**** Selected passage

# Lathe Recommendations?



## jimtyp (Jan 2, 2008)

It seems like this has come up before but searching I came up empty. For metal working what mini Lathe would you recommend? 

Is MicroLux worth the money? I've seen one advertised in Garden Railways.


----------



## Steve Stockham (Jan 2, 2008)

The Microlux lathe is a good lathe but if you want one that has all the bells and whistles (and one that I can attest has been the choice of my father for over two decades making live steamers) I would recommend the Unimat III. As you preogress you will find that the Unimat will be able to handle everything up to 1" scale main driving wheels on 4 3/4" gauge engines. Anything larger and you will need a larger lathe! The accuracy of the Unimat III is much improved over the original Unimat so if you find one on ebay make sure it's the newer version. The Microlux was a "some assembly required" before you can use it affair if I remember correctly. Dad had one that I practiced on but I don't know what he did with it...


----------



## jimtyp (Jan 2, 2008)

I see a Unimat III on ebay for $2,000 is that the going price? Yikes. 

 Unimat III on ebay


----------



## Rod Hayward (Jan 2, 2008)

This would be good, I am selling it, but the shipping would kill you. Its was made in the UK too...


----------



## Semper Vaporo (Jan 2, 2008)

The MicroLux is a fine machine for the money. I cannot attest as to whether it is better or worse than any other machine for the home shop as I have not used the other brands (I did use a much larger Lathe back when I was in High School and it was a very nice, stable, rigid, machine) The MicroLux is very nice (in my opinion), but not nearly as stable and rigid as a big ($$$$) commercial-shop lathe. Still I know that given the skills of the operator, some wonderful stuff can be made with it... not that I have any skill or capability or have made anything with mine that I am willing to "show off", but I have made a few things that made having the lathe worthwhile owning and I have seen some absolutely exquisite work that was done by someone else using a MicroLux!

As for it needing some assembly... not much is needed. The tail-stock is designed to come off (and I take it off at times depending one what I am doing with the lathe) and it arrives in the "off" state, and the chip pan underneath of it needed to be applied with the rubber feet/bolts. You do have to do some disassembly to get at some of the surfaces to clean off the anti-corrosion coating (Cosmoline), but that is not difficult (just kind'a gloppy!). 

For me the most difficult part of setting it up for use was getting it out of the shipping crate! It was bolted to the bottom of the crate and in shipping it apparently got severely bumped or dropped on one end and the bolts took on a shallow "Z" shape because of that. Getting them to rotate to unscrew was quite the exercize... the whole lathe had to shift on the mounting board in a circular motion while undoing those bent hex socket-head bolts. If I had known what the problem was when I started trying to undo them I would have just grabbed a hacksaw and sliced them off, but I wasn't that smart, so I just kept working hard with the Allen key twisting the bolts.

********
**** Available data

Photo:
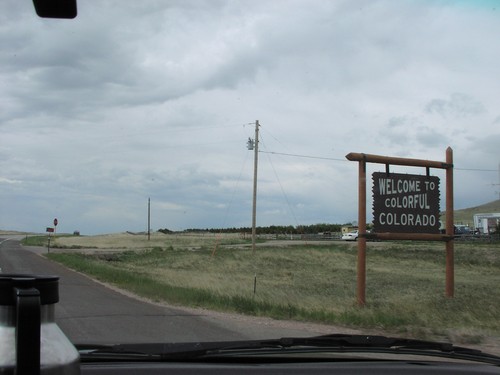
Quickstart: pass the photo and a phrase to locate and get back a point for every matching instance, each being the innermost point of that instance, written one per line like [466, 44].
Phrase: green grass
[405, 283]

********

### Goals:
A. In the lathe thread, what price did jimtyp see for a Unimat III on ebay?
B. Update the stretch of the lathe thread from "It seems like" through "in Garden Railways.", putting "benchtop lathe" in place of "mini Lathe".
C. Summarize the lathe thread in two sentences.

### Solutions:
A. $2,000

B.
It seems like this has come up before but searching I came up empty. For metal working what benchtop lathe would you recommend? 

Is MicroLux worth the money? I've seen one advertised in Garden Railways.

C. A poster asks which mini lathe to recommend for metal working and whether the MicroLux is worth the money. One reply recommends the Unimat III, which can handle everything up to 1" scale main driving wheels, while another calls the MicroLux a fine machine for the money that needs little assembly.